> **ACTIVITY**: Could you return all of the entries below exactly, minus the pictures?

> **DATA TO USE**:
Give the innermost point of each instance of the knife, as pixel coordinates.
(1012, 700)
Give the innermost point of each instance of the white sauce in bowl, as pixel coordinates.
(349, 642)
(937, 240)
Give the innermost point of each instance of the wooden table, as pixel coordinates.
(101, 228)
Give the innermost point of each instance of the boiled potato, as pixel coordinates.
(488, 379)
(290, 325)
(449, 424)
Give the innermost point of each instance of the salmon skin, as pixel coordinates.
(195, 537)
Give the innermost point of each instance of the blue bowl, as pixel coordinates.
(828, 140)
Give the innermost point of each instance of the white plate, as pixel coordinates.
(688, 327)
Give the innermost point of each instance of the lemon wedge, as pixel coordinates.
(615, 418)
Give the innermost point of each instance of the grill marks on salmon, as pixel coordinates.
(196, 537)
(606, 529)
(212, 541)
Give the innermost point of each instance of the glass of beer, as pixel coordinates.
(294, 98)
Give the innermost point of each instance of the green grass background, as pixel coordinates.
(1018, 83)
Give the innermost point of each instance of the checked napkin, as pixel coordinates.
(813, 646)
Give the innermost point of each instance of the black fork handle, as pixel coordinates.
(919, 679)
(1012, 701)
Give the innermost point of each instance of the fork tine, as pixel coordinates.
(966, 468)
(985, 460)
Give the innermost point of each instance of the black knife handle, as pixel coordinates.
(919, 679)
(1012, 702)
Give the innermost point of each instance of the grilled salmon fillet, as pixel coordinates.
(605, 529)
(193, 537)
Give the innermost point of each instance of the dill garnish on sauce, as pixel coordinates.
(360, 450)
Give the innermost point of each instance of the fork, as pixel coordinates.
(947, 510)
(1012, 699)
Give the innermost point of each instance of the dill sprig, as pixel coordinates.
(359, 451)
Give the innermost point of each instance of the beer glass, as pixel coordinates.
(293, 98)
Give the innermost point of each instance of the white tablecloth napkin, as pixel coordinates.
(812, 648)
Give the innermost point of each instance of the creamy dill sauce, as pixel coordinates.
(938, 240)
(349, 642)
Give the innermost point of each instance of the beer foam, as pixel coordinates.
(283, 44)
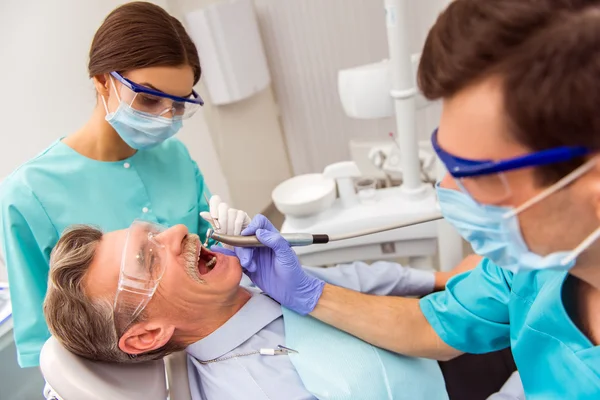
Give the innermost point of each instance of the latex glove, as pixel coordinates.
(230, 220)
(276, 268)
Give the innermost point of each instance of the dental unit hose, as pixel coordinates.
(306, 239)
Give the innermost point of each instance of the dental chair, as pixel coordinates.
(70, 377)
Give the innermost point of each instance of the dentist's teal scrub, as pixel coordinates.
(61, 187)
(532, 312)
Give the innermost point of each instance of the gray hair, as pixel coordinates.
(85, 326)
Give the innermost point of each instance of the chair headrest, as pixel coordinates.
(73, 377)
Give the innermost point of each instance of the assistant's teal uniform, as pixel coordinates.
(61, 187)
(532, 312)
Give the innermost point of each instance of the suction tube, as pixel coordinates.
(307, 239)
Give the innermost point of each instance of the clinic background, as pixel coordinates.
(294, 126)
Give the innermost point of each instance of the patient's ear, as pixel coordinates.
(145, 336)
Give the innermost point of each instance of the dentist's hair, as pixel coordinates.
(546, 54)
(141, 35)
(83, 325)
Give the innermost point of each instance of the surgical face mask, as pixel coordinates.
(494, 232)
(140, 131)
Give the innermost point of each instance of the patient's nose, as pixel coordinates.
(172, 238)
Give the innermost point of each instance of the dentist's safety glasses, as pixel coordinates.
(142, 268)
(484, 181)
(153, 103)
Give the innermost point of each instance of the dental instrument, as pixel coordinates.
(215, 220)
(306, 239)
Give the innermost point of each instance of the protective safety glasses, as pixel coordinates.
(142, 268)
(484, 180)
(153, 103)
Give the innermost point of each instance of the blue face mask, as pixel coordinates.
(139, 131)
(494, 232)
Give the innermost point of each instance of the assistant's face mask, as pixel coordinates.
(494, 231)
(137, 130)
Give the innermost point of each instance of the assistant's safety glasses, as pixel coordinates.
(142, 267)
(484, 180)
(154, 103)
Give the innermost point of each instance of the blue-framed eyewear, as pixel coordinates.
(484, 180)
(154, 103)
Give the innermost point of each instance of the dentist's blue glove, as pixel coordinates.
(276, 268)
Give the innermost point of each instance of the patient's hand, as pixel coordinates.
(467, 264)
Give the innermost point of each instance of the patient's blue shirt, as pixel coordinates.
(224, 364)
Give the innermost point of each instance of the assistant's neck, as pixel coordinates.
(98, 140)
(208, 321)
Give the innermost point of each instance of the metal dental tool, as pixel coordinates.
(306, 239)
(215, 220)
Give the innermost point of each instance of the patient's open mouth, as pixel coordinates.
(206, 261)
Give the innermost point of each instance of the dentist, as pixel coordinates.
(121, 165)
(520, 137)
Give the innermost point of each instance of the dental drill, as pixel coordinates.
(306, 239)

> **YOUR RESPONSE**:
Give the innermost point of each instance of the knife, as pixel coordinates.
(1012, 700)
Give the innermost point of each instance of the white sauce in bowl, as pixel coordinates.
(349, 642)
(937, 240)
Give the innermost point of each instance of the wooden table, as pixel coordinates.
(101, 228)
Give the innermost point of each instance of the boiled potato, as pixel coordinates.
(488, 379)
(290, 325)
(449, 424)
Give the innermost point of each instance of the salmon skin, as pixel coordinates.
(195, 537)
Give the innermost point of each instance of the blue bowl, as pixel coordinates.
(828, 140)
Give the innermost point of each instance of the white plate, as pixel coordinates.
(688, 327)
Give the innermost point of each instance of the lemon wedge, as pixel coordinates.
(615, 418)
Give the innermost point of each instance of the grill marks on salmon, as pixel coordinates.
(196, 537)
(606, 529)
(212, 541)
Give the innermost point of each instance of the glass of beer, as pixel coordinates.
(294, 98)
Give the innermost point of each instance of the green grass background, as pixel coordinates.
(1018, 83)
Give the innermost point of each instance of the checked napkin, as pixel coordinates.
(813, 646)
Give the innermost point of each instance of the black fork handle, as pixel coordinates.
(919, 679)
(1012, 701)
Give the innermost point of each instance of the fork tine, as pixel coordinates.
(966, 468)
(985, 460)
Give the innermost point of each instance of the black knife handle, as pixel coordinates.
(919, 679)
(1012, 702)
Give the innermost point of each instance of the grilled salmon fillet, as pixel coordinates.
(605, 529)
(193, 537)
Give the innermost point of each instance of the dill garnish on sauce, as pixel coordinates.
(360, 450)
Give the innermost point of each instance of the fork, as pixel coordinates.
(947, 510)
(1012, 699)
Give the innermost point of each instance of the dill sprig, as pixel coordinates.
(359, 451)
Give the innermost point of each instance of the beer glass, as pixel coordinates.
(293, 98)
Give the innermost point of each instance of the white tablecloth napkin, as pixel coordinates.
(812, 648)
Give the innermost point of each instance of the creamy dill sauce, as pixel coordinates.
(938, 240)
(349, 642)
Give the innermost point of each instance of the beer foam, as pixel coordinates.
(283, 44)
Give the innermost point of each instance of the latex glove, as pixel coordinates.
(230, 220)
(276, 268)
Give the innermost point of each instance of the dental unit hose, as pixel coordinates.
(306, 239)
Give the innermost point of each instance of the dental chair, as pixel coordinates.
(70, 377)
Give the innermost point of each instance of the dentist's teal scrub, as pixel coordinates.
(61, 187)
(532, 312)
Give the innermost point of each instance of the gray hair, as pixel coordinates.
(85, 326)
Give the innermost point of each instance of the chair headrest, as pixel coordinates.
(73, 377)
Give the innermost point of each instance of the assistant's teal uniform, as pixel coordinates.
(61, 187)
(532, 312)
Give the innermost point of each instance of the suction tube, as pixel coordinates.
(307, 239)
Give the innermost point of each instance of the clinic background, as pixel coordinates.
(294, 126)
Give the innermost point of each instance of the patient's ear, as pixel coordinates.
(145, 336)
Give the innermost point of each instance of the dentist's hair, as pixel coordinates.
(546, 54)
(141, 35)
(83, 325)
Give the innermost point of each instance of the surgical face mask, as pixel coordinates.
(494, 232)
(140, 131)
Give the innermost point of each instance of the patient's nose, as pixel coordinates.
(172, 238)
Give the innermost point of each instance of the dentist's safety glasses, as pixel coordinates.
(142, 268)
(484, 181)
(153, 103)
Give the innermost point of each instance of the dental instrument, as pixel coordinates.
(215, 220)
(306, 239)
Give the innermost point of each instance of the protective safety glasses, as pixel coordinates.
(142, 268)
(484, 180)
(153, 103)
Give the innermost point of each instance of the blue face mask, as pixel coordinates.
(139, 131)
(494, 232)
Give the innermost point of each instance of the assistant's face mask, as pixel coordinates.
(494, 231)
(137, 130)
Give the innermost point of each instance of the assistant's safety glasses, as pixel coordinates.
(142, 267)
(484, 180)
(154, 103)
Give the innermost point of each instance of the blue-framed eyewear, as pixel coordinates.
(484, 180)
(154, 103)
Give the innermost point of each instance of the dentist's blue glove, as pixel coordinates.
(276, 268)
Give the innermost point of each instance of the patient's hand, as pixel coordinates.
(467, 264)
Give the innermost point of each instance of the patient's blue shirt, as pixel coordinates.
(224, 364)
Give the innermost point of each instance of the assistant's neck, as pixel coordinates.
(98, 140)
(208, 321)
Give the innermost point of each instance of the metal dental tool, as pixel coordinates.
(306, 239)
(215, 220)
Give the innermost point of each instance of the patient's open mouth, as pixel coordinates.
(206, 261)
Give the innermost point of each instance of the dentist, as pixel coordinates.
(121, 165)
(520, 137)
Give the innermost point of each instance of the dental drill, as pixel coordinates.
(306, 239)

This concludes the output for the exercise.